Please retype all of the material below word for word, leaving out the pictures.

[Input for this task start]

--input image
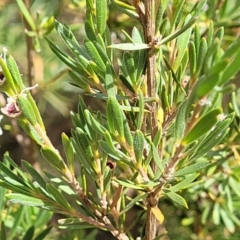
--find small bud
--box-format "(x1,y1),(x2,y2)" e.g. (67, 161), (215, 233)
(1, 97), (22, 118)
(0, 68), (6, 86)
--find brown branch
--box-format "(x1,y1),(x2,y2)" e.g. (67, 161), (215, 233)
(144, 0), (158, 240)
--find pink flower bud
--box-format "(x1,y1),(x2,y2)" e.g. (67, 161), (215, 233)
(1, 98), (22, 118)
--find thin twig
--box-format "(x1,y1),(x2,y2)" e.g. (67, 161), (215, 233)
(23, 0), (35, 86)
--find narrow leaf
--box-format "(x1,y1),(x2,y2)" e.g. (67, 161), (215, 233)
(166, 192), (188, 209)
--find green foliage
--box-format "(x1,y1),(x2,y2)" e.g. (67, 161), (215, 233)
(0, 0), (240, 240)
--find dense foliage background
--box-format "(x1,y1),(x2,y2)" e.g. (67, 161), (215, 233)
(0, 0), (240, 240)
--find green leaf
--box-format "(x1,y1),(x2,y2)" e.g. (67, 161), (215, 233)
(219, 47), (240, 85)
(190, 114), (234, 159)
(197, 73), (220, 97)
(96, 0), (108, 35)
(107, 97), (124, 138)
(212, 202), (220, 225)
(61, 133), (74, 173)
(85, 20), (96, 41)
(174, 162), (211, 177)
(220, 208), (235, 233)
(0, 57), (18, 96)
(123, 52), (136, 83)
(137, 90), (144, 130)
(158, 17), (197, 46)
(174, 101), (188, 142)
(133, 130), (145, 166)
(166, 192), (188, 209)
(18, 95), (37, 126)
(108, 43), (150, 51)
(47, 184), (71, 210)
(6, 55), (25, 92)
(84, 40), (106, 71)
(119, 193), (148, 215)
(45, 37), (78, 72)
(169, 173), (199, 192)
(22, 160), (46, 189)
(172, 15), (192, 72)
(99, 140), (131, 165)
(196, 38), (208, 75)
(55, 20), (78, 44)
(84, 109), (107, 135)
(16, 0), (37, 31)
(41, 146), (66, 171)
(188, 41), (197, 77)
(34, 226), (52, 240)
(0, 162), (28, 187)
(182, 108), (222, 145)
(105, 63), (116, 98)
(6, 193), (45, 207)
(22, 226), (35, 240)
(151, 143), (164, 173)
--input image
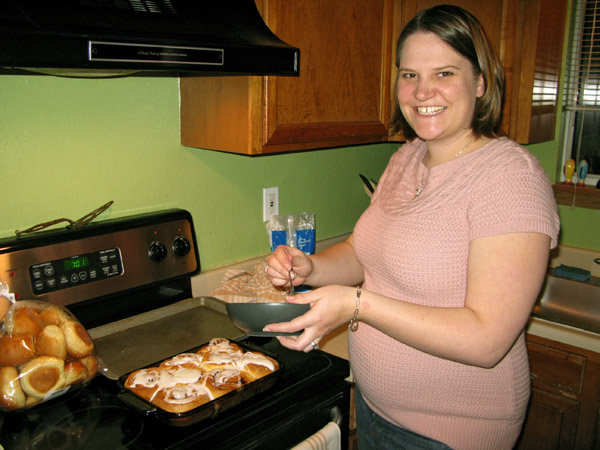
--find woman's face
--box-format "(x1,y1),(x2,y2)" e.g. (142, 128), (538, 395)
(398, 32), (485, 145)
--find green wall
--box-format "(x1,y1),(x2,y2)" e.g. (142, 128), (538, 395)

[Input for this task end]

## Worked solution
--input image
--find small bud
--box-format "(x1,y1),(x2,y2)" e.g. (67, 161), (215, 233)
(1, 97), (22, 118)
(0, 68), (6, 86)
--find brown branch
--box-format "(x1,y1),(x2,y2)" e.g. (67, 161), (215, 233)
(144, 0), (158, 240)
--find pink flower bud
--box-format "(x1,y1),(x2,y2)" e.g. (67, 161), (215, 233)
(1, 98), (22, 118)
--find thin twig
--box-format "(x1,y1),(x2,y2)" e.g. (67, 161), (215, 233)
(23, 0), (35, 86)
--find narrow leaf
--box-format "(x1,y1),(x2,y2)" e.g. (67, 161), (215, 233)
(166, 192), (188, 209)
--find green foliage
--box-format "(x1,y1),(x2,y2)" e.g. (67, 161), (215, 233)
(0, 0), (240, 240)
--find dense foliage background
--box-format "(x1,y1),(x2,y2)" e.g. (67, 161), (215, 233)
(0, 0), (240, 240)
--find green leaf
--box-format "(x1,y1),(x2,y2)" e.g. (67, 161), (215, 233)
(219, 47), (240, 85)
(190, 114), (234, 159)
(197, 73), (220, 97)
(96, 0), (108, 35)
(107, 97), (124, 138)
(212, 202), (220, 225)
(61, 133), (74, 173)
(85, 20), (96, 41)
(174, 162), (211, 177)
(220, 208), (235, 233)
(0, 57), (18, 96)
(123, 52), (136, 83)
(137, 90), (144, 130)
(158, 17), (197, 46)
(174, 101), (188, 142)
(133, 130), (145, 166)
(166, 192), (188, 209)
(18, 95), (37, 126)
(108, 43), (150, 51)
(47, 184), (71, 210)
(6, 55), (25, 92)
(84, 40), (106, 71)
(119, 193), (148, 215)
(45, 37), (78, 72)
(169, 173), (199, 192)
(22, 160), (46, 189)
(172, 15), (192, 72)
(99, 140), (131, 165)
(196, 38), (208, 75)
(55, 20), (78, 44)
(84, 109), (107, 135)
(16, 0), (37, 31)
(41, 146), (66, 171)
(188, 41), (197, 77)
(34, 226), (52, 240)
(0, 162), (28, 187)
(182, 108), (222, 145)
(105, 63), (116, 98)
(6, 193), (45, 207)
(22, 226), (35, 240)
(151, 143), (164, 173)
--input image
--find woman's face
--box-format "(x1,y1),(x2,y2)" e.g. (142, 128), (538, 395)
(398, 32), (485, 145)
--find green wall
--box-format "(x1,y1),(x2,y2)" e.g. (142, 128), (538, 395)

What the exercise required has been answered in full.